(Coordinate labeling data)
----------------

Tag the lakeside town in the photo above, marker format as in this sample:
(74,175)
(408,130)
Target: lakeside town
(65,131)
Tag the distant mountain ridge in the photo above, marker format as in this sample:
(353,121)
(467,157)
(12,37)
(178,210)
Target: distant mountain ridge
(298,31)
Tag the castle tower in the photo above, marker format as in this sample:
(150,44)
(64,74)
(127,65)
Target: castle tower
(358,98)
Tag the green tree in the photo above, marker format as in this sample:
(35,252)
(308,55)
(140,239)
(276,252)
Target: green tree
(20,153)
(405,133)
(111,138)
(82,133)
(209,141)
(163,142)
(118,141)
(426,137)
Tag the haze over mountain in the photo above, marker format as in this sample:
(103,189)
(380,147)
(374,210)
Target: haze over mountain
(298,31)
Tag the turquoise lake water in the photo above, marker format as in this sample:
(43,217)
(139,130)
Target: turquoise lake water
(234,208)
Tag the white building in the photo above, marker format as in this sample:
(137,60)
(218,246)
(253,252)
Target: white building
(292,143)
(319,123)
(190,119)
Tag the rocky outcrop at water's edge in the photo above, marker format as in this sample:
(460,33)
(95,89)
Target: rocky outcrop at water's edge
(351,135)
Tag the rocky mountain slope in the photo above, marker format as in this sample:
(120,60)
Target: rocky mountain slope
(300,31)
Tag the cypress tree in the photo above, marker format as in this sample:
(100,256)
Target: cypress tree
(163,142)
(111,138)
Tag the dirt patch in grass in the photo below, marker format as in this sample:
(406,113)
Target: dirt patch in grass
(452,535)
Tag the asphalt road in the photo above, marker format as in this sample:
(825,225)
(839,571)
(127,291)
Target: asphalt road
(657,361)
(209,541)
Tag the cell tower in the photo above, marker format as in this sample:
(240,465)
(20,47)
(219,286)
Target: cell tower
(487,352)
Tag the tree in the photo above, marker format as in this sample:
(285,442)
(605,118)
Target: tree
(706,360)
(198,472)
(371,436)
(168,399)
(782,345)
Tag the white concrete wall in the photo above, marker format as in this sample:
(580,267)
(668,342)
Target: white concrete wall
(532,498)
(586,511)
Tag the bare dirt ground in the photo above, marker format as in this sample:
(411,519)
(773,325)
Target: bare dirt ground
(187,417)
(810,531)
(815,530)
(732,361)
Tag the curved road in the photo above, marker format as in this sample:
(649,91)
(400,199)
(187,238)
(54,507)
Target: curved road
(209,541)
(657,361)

----------------

Problem details =
Repeat word for word each line from the one with "Tag the tree" to the end of the records above, inclusive.

Correct response =
Tag the tree in the photo above, marker format as in this sample:
(285,442)
(605,118)
Target: tree
(706,360)
(198,472)
(371,436)
(168,399)
(782,345)
Tag the white concrete wall in the photo above, marker format as in this sample:
(580,267)
(668,342)
Target: white concrete wall
(532,498)
(586,511)
Tag the bare dirt ground in the photo above, marker format as in this sample:
(411,519)
(773,325)
Target: bare dirt ground
(187,417)
(810,531)
(815,530)
(732,361)
Tag the curved road in the photo above, marker format as in this sample:
(649,91)
(400,199)
(187,238)
(54,507)
Target: curved road
(209,541)
(657,361)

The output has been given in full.